- _Текст для чтения_:
Очень талантливо! Читать такую раздумчивую прозу было не столько интересно, сколько приятно. Хотя к концу лично я «заснула». Списываю это на несовершенство формы и на собственное занудство. Ну, не могу я преодолеть суетной привычки ждать от произведения литературы хоть какой-то логической последовательности)) Мне кажется, если уж заселять свой мир в города с выдуманными топонимами, то надо это делать до конца. Читаю: Монферран (чего мне только стоило убедить себя в том, что это не тот самый Огюст, архитектор!), Плезервиль (ассоциативно: плезиозавры, Юрский период… в общем, о-о-очень давно происходившие события). Уж точно не Россия 20 века. И вдруг оказывается, что речь идет о русских людях, наших современниках. Может, о потомках белоэмигрантов? Тогда почему возвращение происходит туда, где разъезжают «старенькие «Лады»? Если рассказ не о реальной стране, то и другие топонимы и вещественные привязки нужно заменить на условные. Никаких вам «нью-йорков» и «стареньких «лад»... Тема странных людей с ледяными глазами и предательства как-то таинственно заявлена и… брошена. «Родители живут будущим» - когда? Когда уже умирать на родину приехали? О женский якобы пол рассказчика постоянно ударяешься как о стенку лбом. Почему бы от имени повзрослевшего мальчика не вести повествования, что от этого изменится? Тем более, что речь от лица мужчины совсем не замаскирована. Не говорю уже о стилистически тонких вещах, от которых не прибавляется чувства, что рассказывает женщина. Но смысловые детали… «глобальные подростковые проблемы», протягивание «узкой сырой ладони» для рукопожатия… Конечно, я не утверждаю, что с женщиной совсем уж не принято здороваться за руку. Но все же не в таком ключе, не как само собой разумеющееся.
Иногда в плавную красивую речь встревают «интеллектуализмы» типа «оный», «вышеозначенный», совсем некстати («интеллектуализмами» условно назовем устаревшие или книжно-официальные слова, которыми грешат сегодня тексты с претензией на легкий интеллектуальный сарказм).
В целом, вещь очень интересная, но ей требуется хорошая редактура. Рассказ не выдержан в заявленных тонах – ни по стилистике, ни по смыслу, ни по форме. Ну, или выдержан... не совсем.
Маленькие летчики - летучие мыши тоже, как и Кате, очень понравились. Понравилась поэзия в этой прозе.
Последняя правка: января 15, 2013, 01:39:34 пользователем Наталья Баева  
Юрий Крутов

Комментарий
Дата : Ср января 16, 2013, 00:27:09

Признателен Н.Баевой за добрые слова.

- _Задание a_: Оформите строки набора данных в виде таблицы Markdown со столбцами «Номер» и «Строка». Начните со строки, содержащей «Identify each instance of the document», закончите последней строкой набора, пропустите пустые строки и не включайте в ответ изображения.

- _Строки набора данных_:
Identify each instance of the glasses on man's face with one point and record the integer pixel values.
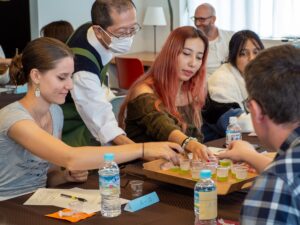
(246, 104)
(200, 19)
(125, 32)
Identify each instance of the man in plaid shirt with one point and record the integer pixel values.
(273, 82)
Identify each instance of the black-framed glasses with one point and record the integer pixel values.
(125, 32)
(200, 19)
(246, 103)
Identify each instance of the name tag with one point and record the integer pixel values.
(142, 202)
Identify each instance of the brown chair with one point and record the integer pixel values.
(128, 69)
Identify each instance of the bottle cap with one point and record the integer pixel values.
(232, 119)
(204, 174)
(109, 157)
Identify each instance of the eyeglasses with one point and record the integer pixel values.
(125, 32)
(246, 103)
(200, 19)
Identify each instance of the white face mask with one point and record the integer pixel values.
(120, 45)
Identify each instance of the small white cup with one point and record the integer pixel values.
(185, 164)
(241, 172)
(136, 187)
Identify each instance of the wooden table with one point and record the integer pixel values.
(146, 57)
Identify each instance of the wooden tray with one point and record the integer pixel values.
(153, 171)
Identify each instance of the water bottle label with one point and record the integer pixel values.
(110, 181)
(205, 204)
(232, 136)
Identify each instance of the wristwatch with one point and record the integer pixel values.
(187, 140)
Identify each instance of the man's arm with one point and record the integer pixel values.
(245, 152)
(122, 140)
(92, 103)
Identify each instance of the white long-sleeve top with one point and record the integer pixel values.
(226, 85)
(218, 51)
(92, 99)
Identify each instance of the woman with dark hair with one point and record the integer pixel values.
(31, 127)
(60, 30)
(226, 86)
(164, 104)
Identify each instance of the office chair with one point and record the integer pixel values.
(128, 69)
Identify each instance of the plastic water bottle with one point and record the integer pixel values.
(109, 184)
(205, 200)
(233, 131)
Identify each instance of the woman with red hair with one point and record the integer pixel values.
(165, 103)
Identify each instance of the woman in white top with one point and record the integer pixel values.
(226, 86)
(30, 128)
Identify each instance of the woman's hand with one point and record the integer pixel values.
(165, 150)
(199, 150)
(76, 175)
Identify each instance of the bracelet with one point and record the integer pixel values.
(187, 140)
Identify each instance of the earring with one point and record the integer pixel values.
(37, 91)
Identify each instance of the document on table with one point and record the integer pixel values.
(49, 196)
(3, 90)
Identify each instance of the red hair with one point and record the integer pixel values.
(162, 77)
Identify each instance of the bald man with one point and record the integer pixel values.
(204, 19)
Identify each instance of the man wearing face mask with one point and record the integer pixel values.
(89, 119)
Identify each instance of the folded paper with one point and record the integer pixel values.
(142, 202)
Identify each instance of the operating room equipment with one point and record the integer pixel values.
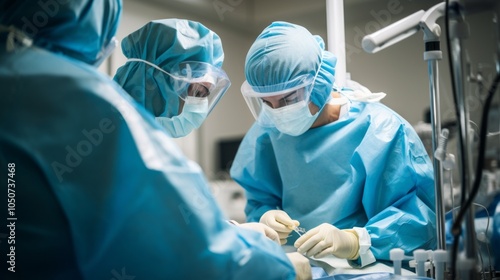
(471, 163)
(421, 257)
(402, 29)
(299, 230)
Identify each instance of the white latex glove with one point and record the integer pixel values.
(326, 239)
(262, 228)
(280, 222)
(301, 265)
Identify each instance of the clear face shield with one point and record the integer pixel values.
(275, 105)
(195, 82)
(199, 80)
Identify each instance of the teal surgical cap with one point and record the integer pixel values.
(284, 51)
(165, 43)
(76, 28)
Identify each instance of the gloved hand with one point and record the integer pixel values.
(326, 239)
(262, 228)
(280, 222)
(301, 265)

- _Задание b_: Какие города с выдуманными названиями упоминаются в тексте для чтения?

- _Письменный ответ a_:
| Номер | Строка |
|---|---|
| 1 | Identify each instance of the document on table with one point and record the integer pixel values. |
| 2 | (49, 196) |
| 3 | (3, 90) |
| 4 | Identify each instance of the red hair with one point and record the integer pixel values. |
| 5 | (162, 77) |
| 6 | Identify each instance of the bald man with one point and record the integer pixel values. |
| 7 | (204, 19) |
| 8 | Identify each instance of the man wearing face mask with one point and record the integer pixel values. |
| 9 | (89, 119) |
| 10 | Identify each instance of the folded paper with one point and record the integer pixel values. |
| 11 | (142, 202) |
| 12 | Identify each instance of the operating room equipment with one point and record the integer pixel values. |
| 13 | (471, 163) |
| 14 | (421, 257) |
| 15 | (402, 29) |
| 16 | (299, 230) |
| 17 | Identify each instance of the white latex glove with one point and record the integer pixel values. |
| 18 | (326, 239) |
| 19 | (262, 228) |
| 20 | (280, 222) |
| 21 | (301, 265) |
| 22 | Identify each instance of the clear face shield with one point and record the integer pixel values. |
| 23 | (275, 105) |
| 24 | (195, 82) |
| 25 | (199, 80) |
| 26 | Identify each instance of the teal surgical cap with one point and record the integer pixel values. |
| 27 | (284, 51) |
| 28 | (165, 43) |
| 29 | (76, 28) |
| 30 | Identify each instance of the gloved hand with one point and record the integer pixel values. |
| 31 | (326, 239) |
| 32 | (262, 228) |
| 33 | (280, 222) |
| 34 | (301, 265) |

- _Письменный ответ b_: В тексте упоминаются Монферран и Плезервиль.